START SUPPLIED DATA

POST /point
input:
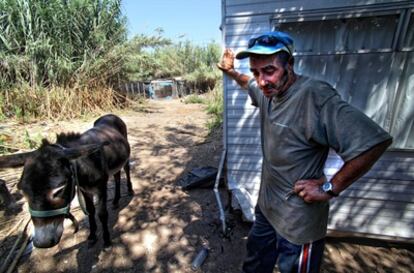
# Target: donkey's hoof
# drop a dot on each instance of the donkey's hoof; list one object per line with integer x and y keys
{"x": 107, "y": 245}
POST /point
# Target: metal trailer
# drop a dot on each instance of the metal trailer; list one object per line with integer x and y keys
{"x": 365, "y": 49}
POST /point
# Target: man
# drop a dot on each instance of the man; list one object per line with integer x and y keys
{"x": 301, "y": 119}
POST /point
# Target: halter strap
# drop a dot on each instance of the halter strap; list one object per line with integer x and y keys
{"x": 66, "y": 209}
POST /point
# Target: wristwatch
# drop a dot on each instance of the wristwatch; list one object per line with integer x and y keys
{"x": 327, "y": 187}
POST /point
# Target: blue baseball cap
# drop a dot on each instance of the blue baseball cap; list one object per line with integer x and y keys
{"x": 267, "y": 44}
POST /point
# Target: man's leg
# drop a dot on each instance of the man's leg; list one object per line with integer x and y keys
{"x": 305, "y": 258}
{"x": 261, "y": 246}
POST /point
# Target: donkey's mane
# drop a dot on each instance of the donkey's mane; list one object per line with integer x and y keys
{"x": 65, "y": 138}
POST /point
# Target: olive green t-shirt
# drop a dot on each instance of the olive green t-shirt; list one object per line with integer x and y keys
{"x": 297, "y": 130}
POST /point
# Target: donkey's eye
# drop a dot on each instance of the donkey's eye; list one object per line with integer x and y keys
{"x": 58, "y": 191}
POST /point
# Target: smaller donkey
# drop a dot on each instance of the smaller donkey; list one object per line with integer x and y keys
{"x": 81, "y": 162}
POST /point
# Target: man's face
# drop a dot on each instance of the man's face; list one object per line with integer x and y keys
{"x": 269, "y": 74}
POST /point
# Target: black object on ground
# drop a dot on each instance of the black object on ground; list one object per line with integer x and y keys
{"x": 199, "y": 259}
{"x": 202, "y": 177}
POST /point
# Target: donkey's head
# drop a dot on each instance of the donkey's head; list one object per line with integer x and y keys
{"x": 48, "y": 184}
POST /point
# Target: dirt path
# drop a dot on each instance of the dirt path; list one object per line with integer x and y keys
{"x": 161, "y": 228}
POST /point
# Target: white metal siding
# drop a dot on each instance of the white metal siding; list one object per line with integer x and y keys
{"x": 380, "y": 203}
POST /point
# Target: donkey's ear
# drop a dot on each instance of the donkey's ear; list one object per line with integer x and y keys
{"x": 14, "y": 160}
{"x": 81, "y": 151}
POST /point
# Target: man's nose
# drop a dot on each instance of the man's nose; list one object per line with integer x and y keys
{"x": 262, "y": 80}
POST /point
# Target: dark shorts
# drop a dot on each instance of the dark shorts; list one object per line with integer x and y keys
{"x": 265, "y": 247}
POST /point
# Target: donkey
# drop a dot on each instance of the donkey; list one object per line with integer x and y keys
{"x": 81, "y": 162}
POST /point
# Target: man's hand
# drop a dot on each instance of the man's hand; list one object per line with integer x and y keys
{"x": 227, "y": 61}
{"x": 310, "y": 190}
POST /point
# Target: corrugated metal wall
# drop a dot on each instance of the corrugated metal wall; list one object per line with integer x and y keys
{"x": 380, "y": 82}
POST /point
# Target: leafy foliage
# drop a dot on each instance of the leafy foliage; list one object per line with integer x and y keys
{"x": 57, "y": 42}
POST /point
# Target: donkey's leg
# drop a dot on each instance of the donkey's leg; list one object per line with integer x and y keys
{"x": 128, "y": 175}
{"x": 103, "y": 212}
{"x": 90, "y": 208}
{"x": 117, "y": 178}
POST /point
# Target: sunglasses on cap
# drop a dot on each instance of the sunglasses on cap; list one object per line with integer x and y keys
{"x": 267, "y": 40}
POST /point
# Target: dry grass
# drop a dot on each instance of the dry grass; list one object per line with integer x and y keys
{"x": 57, "y": 103}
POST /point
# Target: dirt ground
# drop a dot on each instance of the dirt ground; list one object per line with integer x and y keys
{"x": 161, "y": 227}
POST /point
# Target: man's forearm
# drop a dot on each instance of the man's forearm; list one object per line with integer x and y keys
{"x": 357, "y": 167}
{"x": 240, "y": 78}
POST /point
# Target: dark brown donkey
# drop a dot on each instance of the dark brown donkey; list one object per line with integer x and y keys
{"x": 81, "y": 162}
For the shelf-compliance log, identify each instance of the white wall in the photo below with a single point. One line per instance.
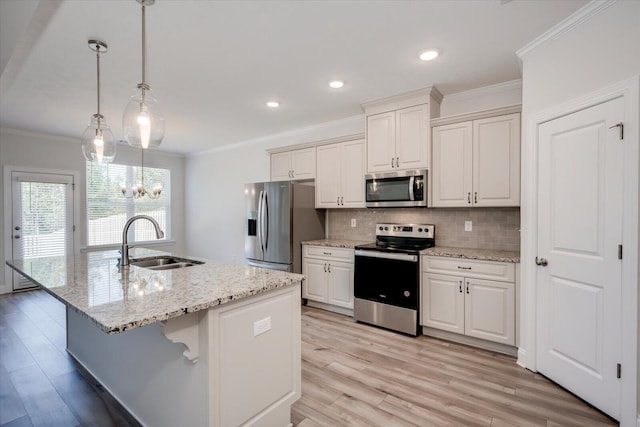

END SUPPLIED DATA

### DIRECTIONS
Each line from the start of the listing above through the line with "# Target: wristwatch" is what to output, exactly as written and without pictures.

### PROBLEM SOLUTION
POST /point
input:
# Target: donkey's hoof
# drop a dot on each instance of the donkey's hoof; list one object per line with integer x and y keys
{"x": 107, "y": 245}
POST /point
# Target: metal trailer
# drop a dot on each instance of the metal trailer; list one object per line with integer x and y keys
{"x": 365, "y": 49}
POST /point
# Target: man
# drop a dot on each instance of the man; list one object per line with integer x and y keys
{"x": 301, "y": 119}
POST /point
# Target: halter strap
# drop a dot on each instance of the halter strap; list one object per line with integer x and y keys
{"x": 66, "y": 209}
POST /point
# Target: wristwatch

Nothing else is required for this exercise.